Each entry must be reproduced precisely as it stands.

[start DATA SECTION]

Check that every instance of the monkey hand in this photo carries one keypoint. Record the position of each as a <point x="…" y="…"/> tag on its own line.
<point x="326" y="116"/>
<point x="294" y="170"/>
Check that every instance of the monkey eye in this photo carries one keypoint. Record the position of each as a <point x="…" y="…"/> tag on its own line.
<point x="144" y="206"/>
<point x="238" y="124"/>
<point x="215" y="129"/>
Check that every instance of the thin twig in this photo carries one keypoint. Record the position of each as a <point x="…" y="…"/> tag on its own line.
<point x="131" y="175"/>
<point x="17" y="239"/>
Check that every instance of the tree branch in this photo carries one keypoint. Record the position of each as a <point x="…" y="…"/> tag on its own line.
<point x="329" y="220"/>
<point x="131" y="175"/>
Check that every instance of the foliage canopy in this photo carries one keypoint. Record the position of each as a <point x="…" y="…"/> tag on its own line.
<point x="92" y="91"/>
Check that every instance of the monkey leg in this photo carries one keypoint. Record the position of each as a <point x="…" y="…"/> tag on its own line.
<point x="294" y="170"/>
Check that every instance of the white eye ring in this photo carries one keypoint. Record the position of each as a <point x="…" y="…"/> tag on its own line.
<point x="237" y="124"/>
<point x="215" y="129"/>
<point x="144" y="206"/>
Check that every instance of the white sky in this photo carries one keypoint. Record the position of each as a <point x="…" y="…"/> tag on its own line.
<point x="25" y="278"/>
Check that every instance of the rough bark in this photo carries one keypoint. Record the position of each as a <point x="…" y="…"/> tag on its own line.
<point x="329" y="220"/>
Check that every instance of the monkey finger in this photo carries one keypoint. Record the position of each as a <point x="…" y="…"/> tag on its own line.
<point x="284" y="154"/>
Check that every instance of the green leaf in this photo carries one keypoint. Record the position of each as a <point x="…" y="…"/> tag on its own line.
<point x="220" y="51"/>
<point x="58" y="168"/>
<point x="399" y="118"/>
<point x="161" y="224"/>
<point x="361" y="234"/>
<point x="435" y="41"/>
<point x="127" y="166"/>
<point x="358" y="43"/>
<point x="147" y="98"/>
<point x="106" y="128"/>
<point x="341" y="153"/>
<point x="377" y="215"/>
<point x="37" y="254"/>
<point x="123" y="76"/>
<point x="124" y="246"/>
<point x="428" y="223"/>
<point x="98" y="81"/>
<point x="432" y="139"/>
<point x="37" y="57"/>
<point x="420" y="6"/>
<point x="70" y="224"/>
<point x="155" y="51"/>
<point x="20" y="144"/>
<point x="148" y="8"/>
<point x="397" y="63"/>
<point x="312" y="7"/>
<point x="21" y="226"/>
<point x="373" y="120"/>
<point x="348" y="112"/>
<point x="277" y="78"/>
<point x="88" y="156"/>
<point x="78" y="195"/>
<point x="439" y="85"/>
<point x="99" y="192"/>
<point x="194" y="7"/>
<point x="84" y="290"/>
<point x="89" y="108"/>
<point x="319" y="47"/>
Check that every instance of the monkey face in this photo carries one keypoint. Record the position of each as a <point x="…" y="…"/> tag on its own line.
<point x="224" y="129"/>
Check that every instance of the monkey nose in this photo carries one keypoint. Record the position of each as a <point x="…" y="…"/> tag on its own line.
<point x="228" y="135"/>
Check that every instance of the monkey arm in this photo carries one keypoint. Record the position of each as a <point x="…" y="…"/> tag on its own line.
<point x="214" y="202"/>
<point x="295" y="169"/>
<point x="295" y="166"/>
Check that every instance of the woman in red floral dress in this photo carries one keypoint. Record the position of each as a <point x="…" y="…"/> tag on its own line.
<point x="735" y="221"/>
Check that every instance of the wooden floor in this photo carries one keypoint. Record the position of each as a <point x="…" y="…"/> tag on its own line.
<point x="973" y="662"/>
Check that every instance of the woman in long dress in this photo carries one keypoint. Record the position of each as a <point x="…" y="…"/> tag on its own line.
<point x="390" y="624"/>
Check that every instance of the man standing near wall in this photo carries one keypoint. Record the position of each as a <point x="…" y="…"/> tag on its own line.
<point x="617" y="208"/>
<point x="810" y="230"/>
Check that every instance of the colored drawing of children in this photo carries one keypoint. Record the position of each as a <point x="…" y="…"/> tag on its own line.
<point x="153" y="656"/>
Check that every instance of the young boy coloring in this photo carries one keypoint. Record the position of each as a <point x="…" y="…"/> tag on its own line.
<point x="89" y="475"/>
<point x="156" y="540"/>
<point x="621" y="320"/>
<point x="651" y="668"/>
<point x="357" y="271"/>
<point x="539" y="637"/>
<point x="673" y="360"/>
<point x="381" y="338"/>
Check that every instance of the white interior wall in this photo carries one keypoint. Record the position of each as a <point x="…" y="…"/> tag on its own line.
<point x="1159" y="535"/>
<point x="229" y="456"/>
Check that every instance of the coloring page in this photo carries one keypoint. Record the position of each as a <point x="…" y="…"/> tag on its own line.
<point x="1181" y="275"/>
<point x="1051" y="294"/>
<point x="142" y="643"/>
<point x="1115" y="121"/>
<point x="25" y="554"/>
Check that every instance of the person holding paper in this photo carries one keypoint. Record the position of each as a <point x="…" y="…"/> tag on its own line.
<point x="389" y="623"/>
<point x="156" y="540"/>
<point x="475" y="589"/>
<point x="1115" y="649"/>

[end DATA SECTION]

◆ **ANSWER BELOW**
Check that every instance of the monkey hand in this photo carries one keypoint. Record the position of each as a <point x="…" y="…"/> tag on its own line.
<point x="326" y="116"/>
<point x="294" y="170"/>
Check that every instance of the monkey eye in this photo carries one keypoint. Record the position of each as a <point x="…" y="…"/> tag on its own line.
<point x="144" y="206"/>
<point x="238" y="124"/>
<point x="215" y="129"/>
Check that every instance of the thin twig in this photo carries one keypoint. Record the position of each as a <point x="…" y="…"/> tag on its own line.
<point x="131" y="175"/>
<point x="17" y="239"/>
Check that every instance of the tree branch in this photo carries one keypoint. Record the position of each as a <point x="…" y="…"/> tag on its own line.
<point x="329" y="220"/>
<point x="131" y="175"/>
Check that every instance of the foliage canopy in this photo carries one keypoint. Record the position of each as a <point x="…" y="…"/> tag on its own line.
<point x="92" y="91"/>
Check that every instance of the monkey leg in this photo carries one keypoint. Record the position of each as a <point x="…" y="…"/> tag on its own line.
<point x="294" y="170"/>
Check that every instance of the white eye ring in this photo carries one keypoint. Record the position of each as a <point x="…" y="…"/> tag on its own line.
<point x="237" y="124"/>
<point x="215" y="129"/>
<point x="144" y="206"/>
Check that every instance of the white sky in this photo carries one keypoint. Record the position of each as a <point x="…" y="…"/> tag on its own line.
<point x="25" y="278"/>
Check that every instance of the rough bark in this photo carries one keypoint. Record the position of each as a <point x="…" y="…"/> tag on its own line.
<point x="329" y="220"/>
Check that every instance of the monkey finger in this photo carries one keypoint. Record the position of each as a <point x="…" y="…"/> tag on its own line.
<point x="284" y="154"/>
Check that every instance of the green leaf in this photo carries one keypoint. Record the position of each as a <point x="…" y="…"/> tag on its own line.
<point x="220" y="51"/>
<point x="58" y="168"/>
<point x="399" y="118"/>
<point x="161" y="224"/>
<point x="361" y="234"/>
<point x="435" y="41"/>
<point x="127" y="166"/>
<point x="358" y="43"/>
<point x="147" y="98"/>
<point x="106" y="128"/>
<point x="341" y="153"/>
<point x="377" y="215"/>
<point x="37" y="254"/>
<point x="123" y="76"/>
<point x="124" y="246"/>
<point x="428" y="223"/>
<point x="98" y="81"/>
<point x="432" y="139"/>
<point x="37" y="57"/>
<point x="420" y="6"/>
<point x="70" y="224"/>
<point x="155" y="51"/>
<point x="20" y="144"/>
<point x="148" y="8"/>
<point x="397" y="63"/>
<point x="312" y="7"/>
<point x="21" y="226"/>
<point x="373" y="120"/>
<point x="348" y="112"/>
<point x="277" y="78"/>
<point x="88" y="156"/>
<point x="78" y="195"/>
<point x="439" y="85"/>
<point x="99" y="192"/>
<point x="194" y="7"/>
<point x="84" y="290"/>
<point x="89" y="108"/>
<point x="319" y="47"/>
Check that every instance of the monkey face in this photo carries one keypoint. Record the position of each as a <point x="…" y="…"/> tag on its own line.
<point x="224" y="129"/>
Check that every instance of the monkey nose in this photo carries one keypoint. Record the position of each as a <point x="…" y="…"/> tag on its own line.
<point x="228" y="135"/>
Check that every instance of the monkey arm in this photo carries one keypoint. Record the position of each as a <point x="…" y="…"/> tag on its own line.
<point x="214" y="202"/>
<point x="295" y="169"/>
<point x="295" y="166"/>
Check that every instance of the woman in red floral dress in this photo carries one keypoint. Record the position of each as a <point x="…" y="…"/> tag on its own line.
<point x="735" y="221"/>
Check that every instance of the wooden floor in this photo carries one keypoint. Record the position of each as a <point x="…" y="…"/> tag on its own line.
<point x="973" y="662"/>
Check that every instance of the woman in long dress in this photo carries one keypoint. Record the position of each as a <point x="…" y="…"/> tag on its own line.
<point x="390" y="624"/>
Check that every instance of the man standing near wall in this photo carries one keypoint. Record the position of each as a <point x="…" y="…"/> tag on its own line.
<point x="617" y="208"/>
<point x="810" y="230"/>
Check that every instance of the colored drawing of children in this photo carries one keypoint. Record the position of each as a <point x="…" y="…"/> tag on its own line.
<point x="153" y="656"/>
Check that every instance of the young boy coloring in this photo carries one keypoint. Record the position of each as a <point x="…" y="…"/> tag on its own line.
<point x="89" y="475"/>
<point x="156" y="540"/>
<point x="621" y="320"/>
<point x="651" y="668"/>
<point x="357" y="271"/>
<point x="539" y="637"/>
<point x="673" y="360"/>
<point x="381" y="338"/>
Check that every instance of the white interior wall in this photo carries one keypoint. Record the position of each as a <point x="…" y="…"/> tag on its own line.
<point x="1159" y="535"/>
<point x="229" y="456"/>
Check that every instance of the coloring page in this photo carries one keypoint. Record the position of each as a <point x="…" y="…"/> tag on its own line.
<point x="1181" y="275"/>
<point x="1051" y="294"/>
<point x="142" y="643"/>
<point x="1115" y="121"/>
<point x="25" y="554"/>
Check that every instance of the person holding paper in this photo carries one keypoint. Record the position of each as a <point x="…" y="…"/> tag on its own line.
<point x="389" y="623"/>
<point x="156" y="540"/>
<point x="475" y="589"/>
<point x="1115" y="649"/>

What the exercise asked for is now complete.